▸ **Objectif de l'exercice**
Dans le texte sur les impostures littéraires, recopiez mot pour mot le passage qui s'ouvre sur « De l’autre, elle » et se clôt sur « terminer en ignominie. ».

▸ **Texte fourni**
------------------------------------------------------------
« Pourquoi un écrivain ressenti-il le
besoin d’inventer des histoires au sujet de l’Holocauste ? »,
s’interroge Melissa Katsoulis dans le quotidien britannique
consensuel The Independent.
Mme Katsoulis vient de publier un ouvrage
consacré à l’histoire des impostures
littéraires. Elle s’intéresse, en
particulier, dans un genre fictionnel unique en son genre, à
savoir les ‘fantasmagories holocaustiques’.
D’un côté, elle avoue qu’un « privilège
spécial doit être accordé à ces écrivains de moins en moins
nombreux qui ont survécu à la Seconde guerre mondiale en
Europe ». Elle est même prête à admettre l’approche particulière
qu’Elie Wiesel a de la « vérité et de la fiction » et que « des
histoires qui ne sont jamais arrivées peuvent être vraies ».
De l’autre, elle dit que « ces
mémorialistes qui pensent pouvoir affirmer qu’ils étaient sur
les lieux alors que ce n’est pas le cas devraient se souvenir du
fait que le détournement des expériences d’autrui à des fins
égoïstes ne peut que se terminer en ignominie.
Katsoulis suggère que « ce que les lecteurs
recherchent, peut-être, dans les histoires traumatisantes,
s’assimile à ce que les gens recherchent dans la pornographie, à
savoir quelque chose de « limite », qu’ils n’ont encore jamais
vu, suivi par une résolution spectaculaire ». Tout à fait comme
dans le cas de la pornographie, le lectorat conquis d’avance à
la douleur juive « veut s’identifier (sans danger) avec ce qu’il
est en train de lire, et expérimenter un instant la crise vécue
par quelqu’un d’autre, afin de la mesurer à leur propre crise ».
------------------------------------------------------------
▸ **Données**
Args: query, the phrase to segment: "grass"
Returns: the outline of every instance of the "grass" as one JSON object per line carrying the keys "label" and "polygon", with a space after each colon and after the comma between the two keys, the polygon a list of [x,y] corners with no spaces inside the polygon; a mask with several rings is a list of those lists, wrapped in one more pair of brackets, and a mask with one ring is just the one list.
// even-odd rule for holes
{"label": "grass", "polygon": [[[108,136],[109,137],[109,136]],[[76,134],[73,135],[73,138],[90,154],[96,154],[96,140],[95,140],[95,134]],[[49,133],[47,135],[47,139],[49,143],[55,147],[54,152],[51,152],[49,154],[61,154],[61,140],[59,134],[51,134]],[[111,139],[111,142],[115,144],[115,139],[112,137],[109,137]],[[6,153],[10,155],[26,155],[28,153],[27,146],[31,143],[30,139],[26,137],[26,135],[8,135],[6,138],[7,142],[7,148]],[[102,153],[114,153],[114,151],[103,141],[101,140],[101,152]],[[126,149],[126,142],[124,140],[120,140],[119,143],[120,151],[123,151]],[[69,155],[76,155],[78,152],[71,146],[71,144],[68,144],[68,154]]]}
------------------------------------------------------------
▸ **Résultat**
De l’autre, elle dit que « ces
mémorialistes qui pensent pouvoir affirmer qu’ils étaient sur
les lieux alors que ce n’est pas le cas devraient se souvenir du
fait que le détournement des expériences d’autrui à des fins
égoïstes ne peut que se terminer en ignominie.